TASK BRIEF
From the text on the KION Group and Eurofork partnership, reproduce word for word the part that begins with the words containing "The KION Group has" and ends with "with immediate effect.".

TEXT EXTRACT
======

The KION Group has entered into a strategic partnership with Eurofork S.p.A., a leading manufacturer of pallet shuttle systems. The two companies have signed a cooperation agreement at KION GROUP AG headquarters in Frankfurt am Main, Germany. Under the agreement, Eurofork’s E4CUBE® solution will be distributed through the sales and service networks of the KION brands in the Industrial Trucks & Services segment in the EMEA region with immediate effect.

Andreas Schneider, Senior Vice President Product Management at KION, said: “We are very pleased to enter this strategic partnership with Eurofork, one of the leading players in the market for pallet shuttles. This will enable us to offer our customers an even more comprehensive product portfolio of automated solutions and further strengthen our position.”

Pallet shuttle systems are an efficient form of storage with high flexibility, continuous material flow and high throughput rates. Automated shuttles travel independently on rail systems through the racks and transport palletized goods to the picking station. E4CUBE® can be easily configured with standard modules for individual customer solutions and is operational within a few months. In addition, the system ensures the traceability of goods and offers a high level of operational safety.

Maurizio Traversa, CEO of Eurofork, said: “We are proud to enter this strategic partnership agreement, which marks a new high of our long-standing cooperation with the KION Group. Our pallet shuttle automation adds substantial value for customers and having KION teaming up with us for the distribution of the E4CUBE® will enable access to easy automation for a wide array of companies. This solution delivers value without unnecessary complexity, including from a financial perspective, thanks to our partner’s leasing solutions.”

Eurofork was founded in 2000 in Roletto near Turin, Northwest Italy. The company specializes in the production of material handling devices such as pallet shuttle systems and telescopic forks made in Italy. Thanks to their quality and efficiency, Eurofork products and solutions are used worldwide in the field of industrial automation and intralogistics.

======

Dataset records
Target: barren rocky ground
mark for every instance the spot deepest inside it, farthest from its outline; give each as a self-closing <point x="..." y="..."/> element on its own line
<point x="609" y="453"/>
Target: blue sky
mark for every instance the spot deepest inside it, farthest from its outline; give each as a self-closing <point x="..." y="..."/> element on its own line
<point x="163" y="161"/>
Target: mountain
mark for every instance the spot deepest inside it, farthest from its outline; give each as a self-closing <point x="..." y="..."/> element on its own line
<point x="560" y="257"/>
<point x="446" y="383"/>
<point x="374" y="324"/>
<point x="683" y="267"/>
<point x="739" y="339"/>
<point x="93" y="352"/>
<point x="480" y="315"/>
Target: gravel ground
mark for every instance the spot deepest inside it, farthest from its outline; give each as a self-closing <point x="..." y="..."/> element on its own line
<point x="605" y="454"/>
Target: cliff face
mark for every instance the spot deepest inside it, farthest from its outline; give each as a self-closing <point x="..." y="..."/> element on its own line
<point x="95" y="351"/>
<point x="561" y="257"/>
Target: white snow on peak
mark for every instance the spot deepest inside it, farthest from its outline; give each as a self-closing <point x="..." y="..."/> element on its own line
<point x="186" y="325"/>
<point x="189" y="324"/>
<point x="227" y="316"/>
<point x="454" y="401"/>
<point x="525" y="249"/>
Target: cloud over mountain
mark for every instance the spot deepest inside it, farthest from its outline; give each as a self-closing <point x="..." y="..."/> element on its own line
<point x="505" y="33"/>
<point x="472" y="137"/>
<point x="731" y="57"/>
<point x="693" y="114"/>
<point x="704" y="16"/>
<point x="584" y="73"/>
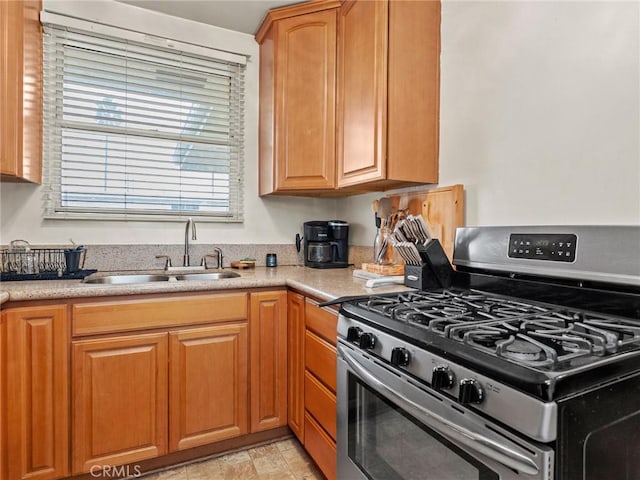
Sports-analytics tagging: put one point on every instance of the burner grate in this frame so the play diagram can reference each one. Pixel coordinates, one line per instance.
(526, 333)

======

PROBLEM SOLUTION
The KION Group has entered into a strategic partnership with Eurofork S.p.A., a leading manufacturer of pallet shuttle systems. The two companies have signed a cooperation agreement at KION GROUP AG headquarters in Frankfurt am Main, Germany. Under the agreement, Eurofork’s E4CUBE® solution will be distributed through the sales and service networks of the KION brands in the Industrial Trucks & Services segment in the EMEA region with immediate effect.